Saved entries:
##############################

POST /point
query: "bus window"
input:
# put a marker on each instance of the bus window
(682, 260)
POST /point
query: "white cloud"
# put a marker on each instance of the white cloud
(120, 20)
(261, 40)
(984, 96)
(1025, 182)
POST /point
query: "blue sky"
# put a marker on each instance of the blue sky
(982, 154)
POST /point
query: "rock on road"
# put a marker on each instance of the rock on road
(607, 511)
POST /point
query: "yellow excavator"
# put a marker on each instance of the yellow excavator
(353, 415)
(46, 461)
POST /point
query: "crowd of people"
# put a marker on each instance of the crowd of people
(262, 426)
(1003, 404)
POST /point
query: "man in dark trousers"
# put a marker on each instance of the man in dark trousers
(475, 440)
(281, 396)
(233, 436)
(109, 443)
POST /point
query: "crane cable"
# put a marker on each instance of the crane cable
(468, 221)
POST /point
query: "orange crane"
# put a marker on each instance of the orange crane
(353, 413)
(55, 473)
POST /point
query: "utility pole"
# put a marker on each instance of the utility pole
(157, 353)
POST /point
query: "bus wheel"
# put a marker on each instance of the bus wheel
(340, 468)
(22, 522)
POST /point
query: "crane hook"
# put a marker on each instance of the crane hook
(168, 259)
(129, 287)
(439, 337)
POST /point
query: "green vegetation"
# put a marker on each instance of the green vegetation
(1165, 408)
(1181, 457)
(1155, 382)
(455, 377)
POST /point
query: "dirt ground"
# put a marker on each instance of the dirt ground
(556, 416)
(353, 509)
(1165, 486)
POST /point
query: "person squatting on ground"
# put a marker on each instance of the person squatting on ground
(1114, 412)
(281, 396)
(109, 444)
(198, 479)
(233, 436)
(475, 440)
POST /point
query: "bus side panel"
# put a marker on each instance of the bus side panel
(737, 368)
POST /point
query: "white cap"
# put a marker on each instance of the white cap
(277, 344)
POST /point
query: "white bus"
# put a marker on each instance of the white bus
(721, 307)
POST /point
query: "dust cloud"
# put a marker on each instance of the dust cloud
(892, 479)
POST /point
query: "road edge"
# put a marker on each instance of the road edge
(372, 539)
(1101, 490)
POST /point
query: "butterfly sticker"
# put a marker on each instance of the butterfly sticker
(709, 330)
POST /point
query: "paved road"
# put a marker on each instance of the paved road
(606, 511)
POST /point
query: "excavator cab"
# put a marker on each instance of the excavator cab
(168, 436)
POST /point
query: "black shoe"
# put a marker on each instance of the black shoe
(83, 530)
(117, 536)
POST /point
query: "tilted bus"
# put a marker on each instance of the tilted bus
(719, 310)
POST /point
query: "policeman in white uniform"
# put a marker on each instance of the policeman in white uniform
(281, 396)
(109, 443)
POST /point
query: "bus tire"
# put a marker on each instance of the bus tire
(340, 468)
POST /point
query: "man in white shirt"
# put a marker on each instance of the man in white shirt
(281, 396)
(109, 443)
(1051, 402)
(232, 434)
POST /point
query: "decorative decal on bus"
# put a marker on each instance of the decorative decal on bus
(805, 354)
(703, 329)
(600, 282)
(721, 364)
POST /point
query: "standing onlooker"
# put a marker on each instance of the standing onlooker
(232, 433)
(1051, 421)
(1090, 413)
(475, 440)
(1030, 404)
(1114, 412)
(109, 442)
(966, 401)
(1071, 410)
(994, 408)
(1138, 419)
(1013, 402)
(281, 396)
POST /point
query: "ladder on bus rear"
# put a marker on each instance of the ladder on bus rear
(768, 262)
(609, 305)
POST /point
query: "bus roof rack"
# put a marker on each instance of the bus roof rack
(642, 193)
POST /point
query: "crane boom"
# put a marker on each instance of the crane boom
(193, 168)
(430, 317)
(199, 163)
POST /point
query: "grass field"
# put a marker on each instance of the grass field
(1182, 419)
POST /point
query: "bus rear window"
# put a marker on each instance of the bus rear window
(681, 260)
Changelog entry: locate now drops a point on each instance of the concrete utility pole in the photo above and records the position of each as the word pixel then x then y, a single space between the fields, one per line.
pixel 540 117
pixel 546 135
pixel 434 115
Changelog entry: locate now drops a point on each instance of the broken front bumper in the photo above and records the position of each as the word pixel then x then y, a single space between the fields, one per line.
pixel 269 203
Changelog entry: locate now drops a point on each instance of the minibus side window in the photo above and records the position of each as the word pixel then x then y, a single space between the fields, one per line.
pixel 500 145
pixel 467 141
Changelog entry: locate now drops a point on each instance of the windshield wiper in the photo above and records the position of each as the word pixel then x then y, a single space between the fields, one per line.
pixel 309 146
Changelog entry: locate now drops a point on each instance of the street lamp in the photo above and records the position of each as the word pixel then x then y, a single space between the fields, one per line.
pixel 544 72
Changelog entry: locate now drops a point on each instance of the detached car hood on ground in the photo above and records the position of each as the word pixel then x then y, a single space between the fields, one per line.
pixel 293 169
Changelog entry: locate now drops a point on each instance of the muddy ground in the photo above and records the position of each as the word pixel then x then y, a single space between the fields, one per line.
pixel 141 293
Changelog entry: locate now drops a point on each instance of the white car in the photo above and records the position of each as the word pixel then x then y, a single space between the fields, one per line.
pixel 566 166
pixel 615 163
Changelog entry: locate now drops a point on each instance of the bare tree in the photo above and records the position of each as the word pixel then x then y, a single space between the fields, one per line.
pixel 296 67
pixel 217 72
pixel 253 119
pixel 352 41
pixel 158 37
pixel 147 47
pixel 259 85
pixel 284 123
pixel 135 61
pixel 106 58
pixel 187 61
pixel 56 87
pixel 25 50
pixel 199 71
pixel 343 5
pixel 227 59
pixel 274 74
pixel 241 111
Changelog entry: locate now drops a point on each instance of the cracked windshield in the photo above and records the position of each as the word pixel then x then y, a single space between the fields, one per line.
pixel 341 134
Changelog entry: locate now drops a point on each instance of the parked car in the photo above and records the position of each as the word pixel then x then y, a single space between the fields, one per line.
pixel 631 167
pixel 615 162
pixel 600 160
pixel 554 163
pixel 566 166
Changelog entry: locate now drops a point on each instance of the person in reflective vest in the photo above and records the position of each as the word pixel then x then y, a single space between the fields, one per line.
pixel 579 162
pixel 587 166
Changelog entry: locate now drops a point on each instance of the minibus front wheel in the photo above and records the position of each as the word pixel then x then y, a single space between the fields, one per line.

##############################

The full set of entries must be printed again without any alteration.

_ANSWER SPACE_:
POST /point
query: "bus window"
input:
# put a marker on each instance of the bus window
(682, 260)
POST /point
query: "white cloud"
# put a marker on each instance of the white cloud
(120, 20)
(261, 40)
(984, 96)
(1025, 182)
POST /point
query: "blue sky"
# put a marker on each instance of the blue sky
(982, 154)
POST /point
query: "rock on road"
# put a marker on each instance of the rock on road
(607, 511)
POST /point
query: "yellow excavator"
# put a marker on each instance of the yellow excavator
(353, 415)
(46, 461)
POST /point
query: "crowd of people"
# put a marker on each instance of the crowd of people
(262, 426)
(1003, 404)
POST /point
query: "man in dark trousers"
# put a marker on each instance of the man in dark trousers
(475, 440)
(281, 396)
(233, 436)
(109, 443)
POST /point
query: "crane cable"
# put a marker on each instance of the crane cable
(468, 221)
POST /point
query: "orange crane"
# put a marker on each instance of the orange crane
(353, 413)
(55, 473)
POST /point
query: "utility pole"
# put a marker on each instance of the utility pole
(157, 353)
POST /point
query: "bus wheel"
# put a marker on each instance of the bus wheel
(340, 468)
(22, 522)
POST /point
query: "crane hook"
# put a marker on each instance of the crane hook
(168, 259)
(129, 287)
(439, 337)
POST /point
query: "green vegetation"
# put a marker on each instance of the green vegetation
(1165, 408)
(1181, 457)
(1155, 382)
(455, 377)
POST /point
query: "dirt ground"
# put a marker on each instance of the dirt ground
(556, 416)
(353, 509)
(1165, 486)
POST /point
query: "person squatting on ground"
# put a marker on each instance of the person squatting on ground
(1114, 412)
(281, 396)
(109, 444)
(198, 479)
(233, 436)
(475, 440)
POST /point
query: "bus side panel"
# put a marker on each instance of the bus side panel
(737, 368)
POST /point
query: "white cap"
# put a marker on each instance of the white cap
(277, 344)
POST /point
query: "white bus"
# put a marker on each instance of the white bus
(721, 307)
POST /point
query: "dust cloud"
# put a marker on each instance of the dust cloud
(892, 479)
POST /point
query: "road edge"
# put a marker on each instance of the road edge
(372, 539)
(1101, 490)
POST /point
query: "butterfly sticker"
# put a marker on each instance of the butterfly sticker
(709, 330)
POST /point
query: "paved road"
# put a marker on each instance of the paved road
(606, 511)
POST /point
query: "excavator cab"
# put a marker on each instance of the excavator cab
(168, 436)
POST /point
query: "black shoe"
# put a marker on each instance of the black shoe
(83, 530)
(117, 536)
POST /point
query: "tilted bus"
# put a marker on each instance of the tilted bus
(719, 310)
POST /point
query: "policeman in white uniform"
# put a marker on each instance of the policeman in white uniform
(281, 396)
(109, 443)
POST /point
query: "bus tire"
# put a marker on each instance of the bus tire
(340, 468)
POST /point
query: "man in white shirt"
# put a marker on each instance of the man in white shirt
(281, 396)
(109, 443)
(1051, 402)
(232, 434)
POST /point
query: "decorative decal on bus"
# put a marker on each instance of the decorative decal on bus
(805, 354)
(703, 329)
(600, 282)
(721, 364)
POST /point
query: "standing onlooker"
# put a marker on each instance of the standing onlooker
(232, 433)
(1051, 421)
(1090, 413)
(475, 440)
(1030, 404)
(1114, 412)
(109, 442)
(966, 401)
(1071, 410)
(994, 408)
(1138, 419)
(1013, 402)
(281, 396)
POST /point
query: "ladder on bus rear"
# put a marker on each instance of the ladder on bus rear
(768, 262)
(609, 305)
POST /point
query: "bus roof rack"
# put a marker on each instance of the bus roof rack
(642, 193)
POST /point
query: "crane boom"
# put a marker on each instance of the crane boom
(193, 168)
(430, 317)
(199, 163)
POST /point
query: "grass field"
# put a marker on each instance of the grass field
(1182, 419)
POST /point
query: "bus rear window"
# put a marker on each instance of the bus rear window
(681, 260)
Changelog entry: locate now drops a point on each instance of the concrete utility pole in the photo above and records the position of each as the word pixel then x then y, a single space between the fields, one per line.
pixel 540 117
pixel 546 135
pixel 434 115
Changelog entry: locate now drops a point on each instance of the broken front bumper in the photo above and records the position of each as the word pixel then x then y, a single space between the fields, one per line.
pixel 269 203
Changelog entry: locate now drops a point on each instance of the minibus side window in the photo above and records the position of each as the word pixel then x then y, a single space between the fields, one per line.
pixel 500 145
pixel 467 141
Changelog entry: locate now drops a point on each instance of the windshield wiper in the photo above and records the position of each as the word pixel then x then y, a single space between the fields, one per line.
pixel 309 146
Changelog entry: locate now drops a point on each instance of the street lamp in the photo above and records the position of each as the word pixel then x then y, a single space between the fields, one per line.
pixel 544 72
Changelog entry: locate now drops a point on each instance of the detached car hood on ground in the photo above and records the position of each as the word pixel then x then y, a single space between the fields, one per line.
pixel 293 169
Changelog entry: locate now drops a point on each instance of the muddy ground in the photo above and records the position of each as the word pixel then x then y, a single space between the fields, one per line.
pixel 141 293
Changelog entry: locate now drops a point on each instance of the white car in the photo above and records the position of each as the word pixel then x then y, a single space between the fields, one per line.
pixel 566 166
pixel 615 163
Changelog entry: locate now drops a point on each instance of the bare tree in the photo above and records the position of each as the word pixel then x then y, a single space between the fields, one per line.
pixel 296 67
pixel 217 72
pixel 253 119
pixel 352 41
pixel 158 37
pixel 147 47
pixel 259 85
pixel 284 123
pixel 135 61
pixel 106 58
pixel 187 61
pixel 56 87
pixel 25 50
pixel 199 71
pixel 343 5
pixel 227 59
pixel 274 74
pixel 241 111
Changelog entry: locate now drops a point on each instance of the cracked windshield in the photo above and records the position of each as the word pixel then x then y, a single space between the fields, one per line.
pixel 341 134
Changelog entry: locate now drops a point on each instance of the parked car in the photo above and records the position of each as the word pixel then x then y, a single space between the fields, one per line.
pixel 631 167
pixel 615 162
pixel 600 160
pixel 554 163
pixel 566 166
Changelog entry: locate now drops a point on each instance of the person in reflective vest in the photo above and records the position of each as the word pixel then x then y, a single space between the fields, one per line.
pixel 579 162
pixel 587 166
Changelog entry: locate now drops a point on each instance of the minibus front wheel in the photo above and records the position of each as the word pixel then x then y, a single space between the fields, one per line.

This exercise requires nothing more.